→ What is required
Put the lines of the items into a numbered list, starting at the line that contains "Each instance of the elderly" and ending at the last line of the items. Leave out any blank lines.

[Pointing dataset excerpts]

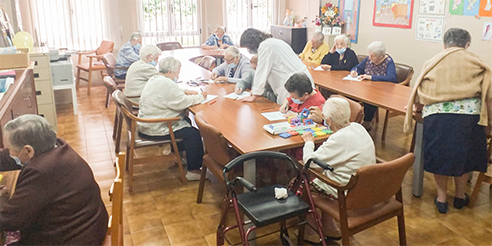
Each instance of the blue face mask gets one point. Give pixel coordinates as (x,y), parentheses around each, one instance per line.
(296,101)
(341,51)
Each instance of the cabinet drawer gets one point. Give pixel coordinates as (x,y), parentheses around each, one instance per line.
(44,92)
(42,61)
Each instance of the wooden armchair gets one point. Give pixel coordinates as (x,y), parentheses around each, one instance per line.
(217,153)
(373,195)
(135,142)
(94,63)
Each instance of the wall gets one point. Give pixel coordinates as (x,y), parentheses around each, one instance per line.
(401,43)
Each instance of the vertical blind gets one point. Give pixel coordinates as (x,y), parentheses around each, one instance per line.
(72,24)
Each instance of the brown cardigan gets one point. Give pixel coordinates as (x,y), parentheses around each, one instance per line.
(56,201)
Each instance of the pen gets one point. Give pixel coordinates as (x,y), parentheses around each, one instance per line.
(263,109)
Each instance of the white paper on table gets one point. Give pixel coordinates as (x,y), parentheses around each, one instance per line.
(273,116)
(349,77)
(209,98)
(236,96)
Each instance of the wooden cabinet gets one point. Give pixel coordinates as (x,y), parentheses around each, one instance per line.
(19,99)
(296,37)
(44,85)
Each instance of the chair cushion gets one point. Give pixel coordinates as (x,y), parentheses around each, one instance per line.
(357,217)
(263,209)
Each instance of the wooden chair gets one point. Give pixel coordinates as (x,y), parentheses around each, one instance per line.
(217,153)
(404,74)
(115,225)
(135,142)
(372,195)
(94,64)
(482,176)
(207,62)
(169,46)
(109,62)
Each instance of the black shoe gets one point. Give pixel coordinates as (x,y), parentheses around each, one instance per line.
(442,207)
(459,203)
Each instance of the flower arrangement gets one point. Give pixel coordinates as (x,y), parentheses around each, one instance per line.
(330,16)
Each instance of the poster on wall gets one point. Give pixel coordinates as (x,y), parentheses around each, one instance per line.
(471,7)
(429,28)
(485,8)
(349,10)
(487,31)
(432,7)
(456,7)
(393,13)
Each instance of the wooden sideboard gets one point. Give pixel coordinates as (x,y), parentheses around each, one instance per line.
(19,99)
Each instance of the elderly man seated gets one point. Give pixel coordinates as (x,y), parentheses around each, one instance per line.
(235,67)
(141,71)
(348,148)
(128,54)
(162,98)
(316,49)
(56,200)
(218,40)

→ Task output
1. Each instance of the elderly man seated gets one point. Give pixel coordinates as (x,y), parentheses around each, one instance per line.
2. (235,67)
3. (141,71)
4. (348,148)
5. (128,54)
6. (162,98)
7. (316,49)
8. (56,200)
9. (218,40)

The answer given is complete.